INPUT DATA ::
— begin —

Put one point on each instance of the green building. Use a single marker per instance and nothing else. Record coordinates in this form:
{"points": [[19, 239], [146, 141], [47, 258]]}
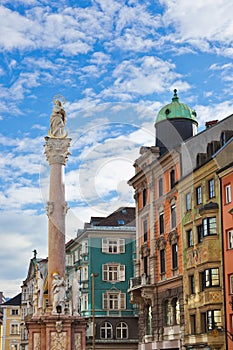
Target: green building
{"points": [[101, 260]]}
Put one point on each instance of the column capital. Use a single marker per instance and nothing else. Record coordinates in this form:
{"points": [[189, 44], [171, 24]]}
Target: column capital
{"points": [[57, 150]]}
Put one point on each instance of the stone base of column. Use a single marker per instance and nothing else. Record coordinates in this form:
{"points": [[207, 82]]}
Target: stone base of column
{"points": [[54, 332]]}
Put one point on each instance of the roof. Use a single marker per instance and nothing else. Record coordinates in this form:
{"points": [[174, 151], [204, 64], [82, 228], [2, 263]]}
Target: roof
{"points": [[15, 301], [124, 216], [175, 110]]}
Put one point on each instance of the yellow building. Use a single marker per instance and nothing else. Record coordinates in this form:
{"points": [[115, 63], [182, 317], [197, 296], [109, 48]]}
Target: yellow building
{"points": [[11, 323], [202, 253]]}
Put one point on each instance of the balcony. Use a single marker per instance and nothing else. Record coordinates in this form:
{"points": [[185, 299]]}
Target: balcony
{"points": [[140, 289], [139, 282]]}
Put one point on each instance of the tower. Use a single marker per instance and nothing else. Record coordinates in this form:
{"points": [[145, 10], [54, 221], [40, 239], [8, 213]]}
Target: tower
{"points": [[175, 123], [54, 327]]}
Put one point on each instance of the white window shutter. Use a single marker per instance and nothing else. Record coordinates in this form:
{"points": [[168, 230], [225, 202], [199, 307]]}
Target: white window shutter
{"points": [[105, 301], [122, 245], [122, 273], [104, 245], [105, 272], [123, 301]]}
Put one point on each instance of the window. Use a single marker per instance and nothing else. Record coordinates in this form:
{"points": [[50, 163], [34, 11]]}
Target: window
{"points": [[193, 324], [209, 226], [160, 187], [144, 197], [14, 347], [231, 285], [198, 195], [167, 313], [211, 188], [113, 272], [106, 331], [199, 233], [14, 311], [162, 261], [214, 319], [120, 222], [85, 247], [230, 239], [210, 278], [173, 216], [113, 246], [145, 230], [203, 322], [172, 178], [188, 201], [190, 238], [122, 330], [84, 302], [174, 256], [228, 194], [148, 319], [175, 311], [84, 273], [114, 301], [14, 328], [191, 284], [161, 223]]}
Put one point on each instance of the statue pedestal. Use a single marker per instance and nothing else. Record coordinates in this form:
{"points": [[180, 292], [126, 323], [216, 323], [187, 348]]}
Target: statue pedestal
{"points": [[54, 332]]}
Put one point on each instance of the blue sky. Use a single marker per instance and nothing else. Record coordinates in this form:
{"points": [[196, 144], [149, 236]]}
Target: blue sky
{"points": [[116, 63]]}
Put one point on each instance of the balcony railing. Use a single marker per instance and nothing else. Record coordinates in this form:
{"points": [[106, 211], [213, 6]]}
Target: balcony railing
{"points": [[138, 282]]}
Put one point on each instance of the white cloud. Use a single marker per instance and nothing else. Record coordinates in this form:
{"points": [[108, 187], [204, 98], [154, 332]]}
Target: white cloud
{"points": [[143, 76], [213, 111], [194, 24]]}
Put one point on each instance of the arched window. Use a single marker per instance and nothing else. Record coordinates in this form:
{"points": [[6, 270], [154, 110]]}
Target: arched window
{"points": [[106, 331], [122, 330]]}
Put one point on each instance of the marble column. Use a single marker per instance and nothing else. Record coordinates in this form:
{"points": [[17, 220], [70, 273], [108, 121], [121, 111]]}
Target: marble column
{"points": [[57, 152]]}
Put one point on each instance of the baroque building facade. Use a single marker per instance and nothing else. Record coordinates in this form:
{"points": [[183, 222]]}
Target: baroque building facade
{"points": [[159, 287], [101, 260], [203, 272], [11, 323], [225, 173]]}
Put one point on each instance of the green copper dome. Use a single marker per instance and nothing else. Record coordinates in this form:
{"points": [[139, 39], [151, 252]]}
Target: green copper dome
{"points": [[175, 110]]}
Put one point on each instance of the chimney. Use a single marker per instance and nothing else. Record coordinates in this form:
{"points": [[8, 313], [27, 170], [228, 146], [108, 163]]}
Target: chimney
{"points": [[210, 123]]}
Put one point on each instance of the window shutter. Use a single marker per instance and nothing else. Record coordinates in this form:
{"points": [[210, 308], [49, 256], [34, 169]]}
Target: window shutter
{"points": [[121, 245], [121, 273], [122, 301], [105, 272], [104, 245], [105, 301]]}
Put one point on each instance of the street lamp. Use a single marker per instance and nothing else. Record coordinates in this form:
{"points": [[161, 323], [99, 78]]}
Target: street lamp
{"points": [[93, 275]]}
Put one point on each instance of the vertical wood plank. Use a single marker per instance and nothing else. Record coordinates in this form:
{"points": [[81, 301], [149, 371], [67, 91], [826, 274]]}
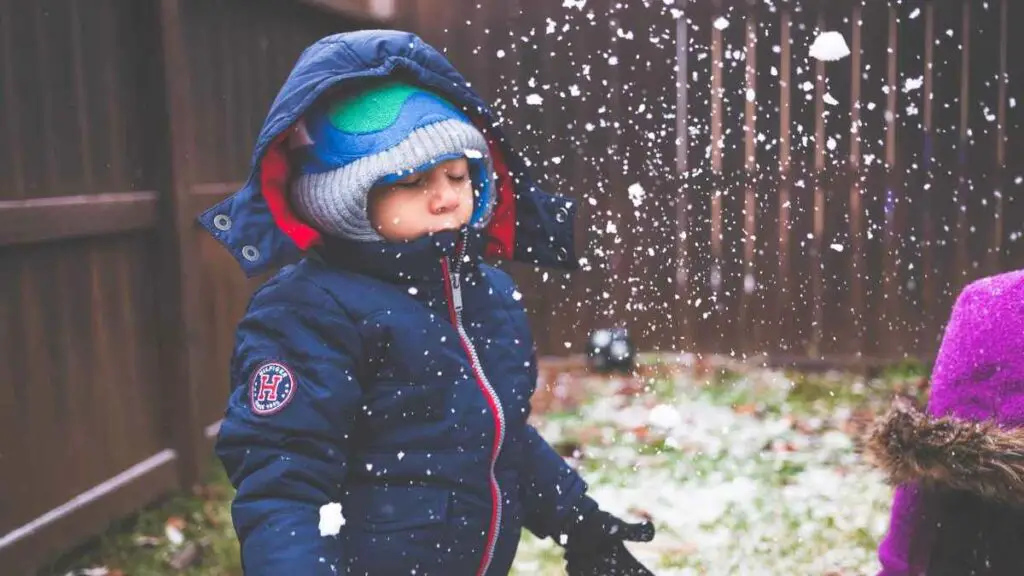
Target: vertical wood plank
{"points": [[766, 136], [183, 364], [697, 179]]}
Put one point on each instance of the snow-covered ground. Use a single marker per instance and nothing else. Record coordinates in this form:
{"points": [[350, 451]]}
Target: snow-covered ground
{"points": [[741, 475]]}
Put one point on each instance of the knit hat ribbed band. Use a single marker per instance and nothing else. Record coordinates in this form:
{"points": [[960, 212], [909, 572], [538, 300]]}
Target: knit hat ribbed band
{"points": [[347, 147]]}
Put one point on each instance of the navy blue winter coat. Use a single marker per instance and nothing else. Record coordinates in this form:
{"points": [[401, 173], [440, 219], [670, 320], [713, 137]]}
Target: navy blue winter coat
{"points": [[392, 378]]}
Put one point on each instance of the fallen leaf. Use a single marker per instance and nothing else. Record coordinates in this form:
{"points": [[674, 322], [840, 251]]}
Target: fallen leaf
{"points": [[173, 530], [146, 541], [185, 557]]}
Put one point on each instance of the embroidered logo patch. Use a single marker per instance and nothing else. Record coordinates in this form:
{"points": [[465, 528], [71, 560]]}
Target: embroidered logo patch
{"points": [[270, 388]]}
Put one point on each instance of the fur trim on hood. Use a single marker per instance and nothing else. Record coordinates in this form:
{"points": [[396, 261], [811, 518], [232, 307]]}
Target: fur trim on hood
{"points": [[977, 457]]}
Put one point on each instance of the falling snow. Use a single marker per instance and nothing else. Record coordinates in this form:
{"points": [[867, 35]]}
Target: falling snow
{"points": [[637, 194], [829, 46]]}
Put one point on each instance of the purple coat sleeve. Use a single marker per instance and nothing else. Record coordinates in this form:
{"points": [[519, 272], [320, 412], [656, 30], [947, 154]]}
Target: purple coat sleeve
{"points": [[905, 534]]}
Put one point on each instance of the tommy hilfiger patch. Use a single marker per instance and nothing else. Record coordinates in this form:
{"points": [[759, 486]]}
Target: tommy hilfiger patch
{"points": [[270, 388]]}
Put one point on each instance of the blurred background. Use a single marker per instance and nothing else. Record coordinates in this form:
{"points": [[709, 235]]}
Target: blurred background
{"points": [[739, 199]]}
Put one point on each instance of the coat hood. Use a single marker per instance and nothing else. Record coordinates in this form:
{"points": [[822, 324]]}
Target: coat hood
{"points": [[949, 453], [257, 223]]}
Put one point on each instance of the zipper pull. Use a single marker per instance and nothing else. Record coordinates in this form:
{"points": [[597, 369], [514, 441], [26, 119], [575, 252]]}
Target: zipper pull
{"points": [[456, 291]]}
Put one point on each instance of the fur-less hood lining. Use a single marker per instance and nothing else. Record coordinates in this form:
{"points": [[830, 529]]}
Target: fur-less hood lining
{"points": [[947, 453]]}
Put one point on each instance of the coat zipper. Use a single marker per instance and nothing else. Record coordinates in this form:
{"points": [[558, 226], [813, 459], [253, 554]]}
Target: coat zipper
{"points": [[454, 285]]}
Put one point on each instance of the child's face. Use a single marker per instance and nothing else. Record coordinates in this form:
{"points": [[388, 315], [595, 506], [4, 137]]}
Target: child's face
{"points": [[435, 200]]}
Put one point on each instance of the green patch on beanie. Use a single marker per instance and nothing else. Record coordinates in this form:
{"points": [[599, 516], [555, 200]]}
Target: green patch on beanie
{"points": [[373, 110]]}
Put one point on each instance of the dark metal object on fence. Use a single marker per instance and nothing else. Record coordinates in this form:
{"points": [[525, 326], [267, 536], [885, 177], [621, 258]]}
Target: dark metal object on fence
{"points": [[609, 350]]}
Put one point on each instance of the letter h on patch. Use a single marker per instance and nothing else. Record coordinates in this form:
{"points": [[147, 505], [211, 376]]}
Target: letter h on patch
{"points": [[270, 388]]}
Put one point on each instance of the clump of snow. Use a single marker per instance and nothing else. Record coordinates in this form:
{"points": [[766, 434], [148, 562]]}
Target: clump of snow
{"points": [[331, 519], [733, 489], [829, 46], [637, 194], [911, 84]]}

— end —
— begin —

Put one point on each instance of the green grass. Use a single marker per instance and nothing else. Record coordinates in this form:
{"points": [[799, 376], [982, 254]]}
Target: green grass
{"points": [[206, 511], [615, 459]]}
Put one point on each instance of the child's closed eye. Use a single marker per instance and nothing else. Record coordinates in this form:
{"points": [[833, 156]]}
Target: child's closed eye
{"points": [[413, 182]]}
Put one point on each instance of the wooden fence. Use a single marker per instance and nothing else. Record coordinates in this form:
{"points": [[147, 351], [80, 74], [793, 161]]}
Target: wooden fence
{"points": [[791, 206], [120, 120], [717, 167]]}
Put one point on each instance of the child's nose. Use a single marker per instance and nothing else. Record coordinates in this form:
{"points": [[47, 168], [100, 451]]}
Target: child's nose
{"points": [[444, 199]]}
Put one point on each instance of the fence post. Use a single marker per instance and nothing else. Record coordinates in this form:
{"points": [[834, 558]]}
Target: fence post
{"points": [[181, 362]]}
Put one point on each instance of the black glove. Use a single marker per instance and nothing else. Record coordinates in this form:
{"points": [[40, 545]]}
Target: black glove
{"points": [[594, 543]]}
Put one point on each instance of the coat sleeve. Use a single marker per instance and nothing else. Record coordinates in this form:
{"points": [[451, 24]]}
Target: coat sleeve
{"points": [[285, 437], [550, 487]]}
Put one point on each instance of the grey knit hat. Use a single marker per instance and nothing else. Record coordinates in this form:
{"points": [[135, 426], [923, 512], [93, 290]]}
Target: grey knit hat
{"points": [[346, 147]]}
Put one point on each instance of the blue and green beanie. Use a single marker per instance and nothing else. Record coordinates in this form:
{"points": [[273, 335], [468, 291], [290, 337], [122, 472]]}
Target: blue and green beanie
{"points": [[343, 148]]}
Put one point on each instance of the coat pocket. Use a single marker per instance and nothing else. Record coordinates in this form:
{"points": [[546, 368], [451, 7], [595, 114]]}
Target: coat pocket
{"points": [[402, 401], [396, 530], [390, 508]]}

— end —

DO THIS ::
Count how many lines in the listing above contain the string "child", treating uppercase and lowercase as different. Reply with the number alone.

EXERCISE RESPONSE ::
6